Material provided

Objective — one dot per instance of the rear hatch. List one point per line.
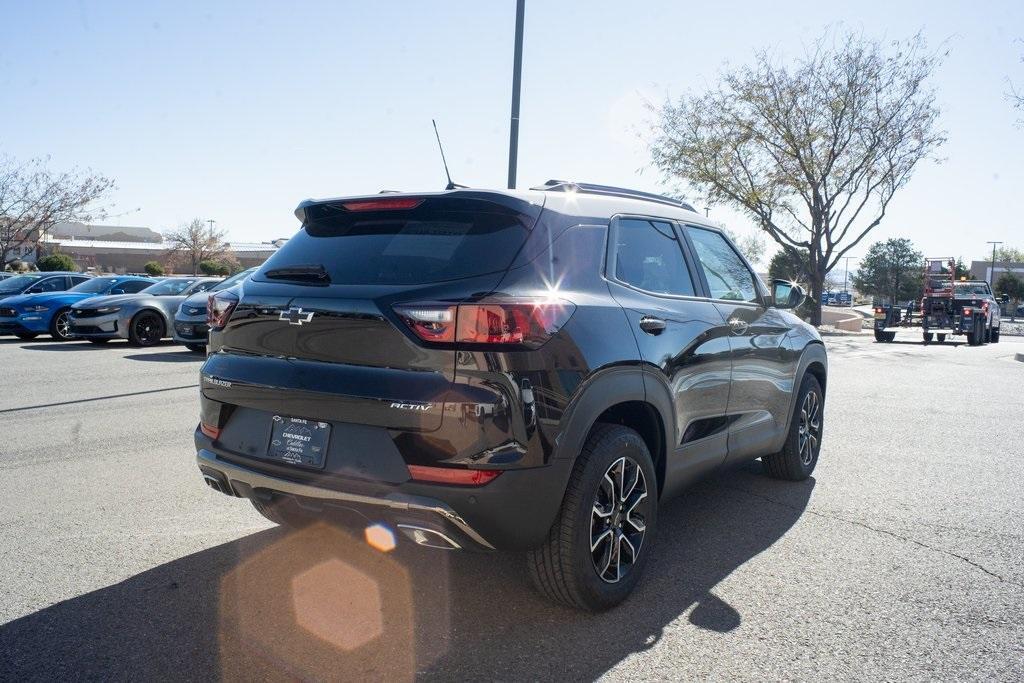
(314, 334)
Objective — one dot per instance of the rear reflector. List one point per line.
(520, 322)
(395, 204)
(452, 475)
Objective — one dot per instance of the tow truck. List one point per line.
(948, 307)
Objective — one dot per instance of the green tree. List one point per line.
(1013, 287)
(56, 261)
(812, 152)
(153, 268)
(891, 270)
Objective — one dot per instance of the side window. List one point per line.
(131, 287)
(649, 257)
(728, 278)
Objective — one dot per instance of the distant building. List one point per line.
(983, 269)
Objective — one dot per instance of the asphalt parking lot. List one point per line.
(901, 558)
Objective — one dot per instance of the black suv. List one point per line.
(506, 370)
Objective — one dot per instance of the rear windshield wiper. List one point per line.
(301, 273)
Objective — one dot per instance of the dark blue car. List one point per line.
(28, 315)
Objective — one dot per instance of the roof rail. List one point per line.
(609, 190)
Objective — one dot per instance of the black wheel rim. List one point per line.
(617, 520)
(147, 330)
(62, 326)
(809, 433)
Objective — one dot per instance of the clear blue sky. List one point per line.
(238, 111)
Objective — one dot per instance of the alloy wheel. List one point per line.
(617, 520)
(810, 427)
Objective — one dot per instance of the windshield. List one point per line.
(17, 284)
(237, 278)
(94, 286)
(972, 289)
(169, 287)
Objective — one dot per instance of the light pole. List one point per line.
(991, 273)
(520, 8)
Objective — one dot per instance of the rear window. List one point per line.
(436, 242)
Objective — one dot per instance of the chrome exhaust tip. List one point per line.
(428, 538)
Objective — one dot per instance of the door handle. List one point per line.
(738, 326)
(651, 325)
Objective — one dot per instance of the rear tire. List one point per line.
(60, 326)
(800, 454)
(146, 329)
(283, 512)
(596, 551)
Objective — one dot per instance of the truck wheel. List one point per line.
(797, 459)
(599, 544)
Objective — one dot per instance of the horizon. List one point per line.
(237, 117)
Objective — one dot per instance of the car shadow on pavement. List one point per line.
(322, 603)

What is expected
Counting the line that contains "Objective — one dot per instance of the windshield." as the first, copy exactly every line through the end of the records, and nothing else.

Task response
Objective — one dot per instance of the windshield. List one point per line.
(17, 284)
(237, 278)
(94, 286)
(972, 289)
(169, 287)
Objective — one dot per instance of the light pole. List one point per line.
(991, 273)
(520, 8)
Objective — one dot per instance of the rear window. List one point per line.
(436, 242)
Objective — one dot per instance of the chrome exhaust tip. List one point per line.
(428, 538)
Objective — one dot per instance of the door handle. List one point per line.
(738, 326)
(651, 325)
Objective — one dot per instance of the rear tire. List one point per line.
(60, 326)
(800, 454)
(146, 329)
(283, 512)
(596, 551)
Objective — one dot per instance of the truck wheel. List one point per line.
(797, 459)
(599, 544)
Objective — one dot per instance of the horizon. List one point per line.
(237, 117)
Objective — one dot per instance of the car shadow on pavement. List one point per line.
(322, 603)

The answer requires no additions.